● **Text under study**
════════════════

Category: Back Pain | Author: Stefano Sinicropi | Date: October 15, 2018
Millions of Americans suffer from seasonal allergies, and while the most common symptoms may be sneezing and sniffling, others have to deal with inflammation and joint pain. This inflammation can cause problems on its own, but it can also exacerbate problems like osteoarthritis of the spine. Today, we take a closer look at how to treat neck and spine pain caused by seasonal allergies.
Allergies, Temperature Changes and Spine Pain
Allergies from pollen often peak in the spring, while temperature-related issues can cause problems in the fall. Seasonal allergies can cause the body’s immune system to overreact to pollen or something in the environment, and inflammation is the body’s natural defense mechanism. When joints inflame, movement becomes more painful and it can cause soft tissues to become compressed.
Temperature changes can also cause problems in your joints. Changes in temperature and barometric pressure can lead to swelling inside the joints, potentially restricting movement or causing painful movements. Again, this can cause problems on its own, or it can complicate certain conditions like osteoarthritis of the spine.
Preventing Back and Neck Pain Caused By Allergies
If you want to prevent or treat back or neck joint pain caused by seasonal allergies or temperature changes, consider these tips:
- Talk To Your Family Physician or a Spine Specialist – Your general practitioner will probably give you some medication, but a spine specialist can walk you through some exercises or stretching techniques to help stop joint pain in its tracks.
- Shower – If you’ve been outside in the elements and exposed to allergens, be sure to shower regularly when you get back inside. Staying in the same clothes you wore outside can leave you exposed to allergens long after you’ve come inside, so be proactive and help keep allergens off your skin and clothes.
- Exercise – Exercise is great for your spine all year round, but it’s especially helpful for calming inflammation. If pollen counts are high, keep your workout indoors to limit your pollen exposure.
- Dress Warm – If you know that the temperature is going to fluctuate throughout the day, make sure you dress appropriately and stay warm. Staying warm helps your joints function smoothly and can preventing spinal joint swelling.
- Medications – Be sure you are taking your seasonal allergy medications regularly, even if you don’t think you’ll be outside that often throughout the day. Staying ahead of your allergies and joint inflammation is better than treating the aftermath, so follow your doctor’s orders when it comes to taking your seasonal medications.

════════════════

● **Extracted data**

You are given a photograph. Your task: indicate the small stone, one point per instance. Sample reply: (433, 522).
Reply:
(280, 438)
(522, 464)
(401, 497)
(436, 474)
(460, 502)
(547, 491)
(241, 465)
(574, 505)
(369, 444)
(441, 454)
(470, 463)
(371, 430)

════════════════

● **Required actions**
[a] Name the tips that the article on seasonal allergies and spine pain gives for preventing or treating back or neck joint pain.
[b] Repeat the passage of the article on seasonal allergies and spine pain from "Allergies, Temperature Changes" up to and including "conditions like osteoarthritis of the spine.".
[c] According to the article on seasonal allergies and spine pain, why should you shower after being outside and exposed to allergens?

● **Answers to the problems**
[a]
- Talk To Your Family Physician or a Spine Specialist
- Shower
- Exercise
- Dress Warm
- Medications

[b]
Allergies, Temperature Changes and Spine Pain
Allergies from pollen often peak in the spring, while temperature-related issues can cause problems in the fall. Seasonal allergies can cause the body’s immune system to overreact to pollen or something in the environment, and inflammation is the body’s natural defense mechanism. When joints inflame, movement becomes more painful and it can cause soft tissues to become compressed.
Temperature changes can also cause problems in your joints. Changes in temperature and barometric pressure can lead to swelling inside the joints, potentially restricting movement or causing painful movements. Again, this can cause problems on its own, or it can complicate certain conditions like osteoarthritis of the spine.

[c] Staying in the clothes you wore outside can leave you exposed to allergens long after you've come inside. Showering helps keep allergens off your skin and clothes.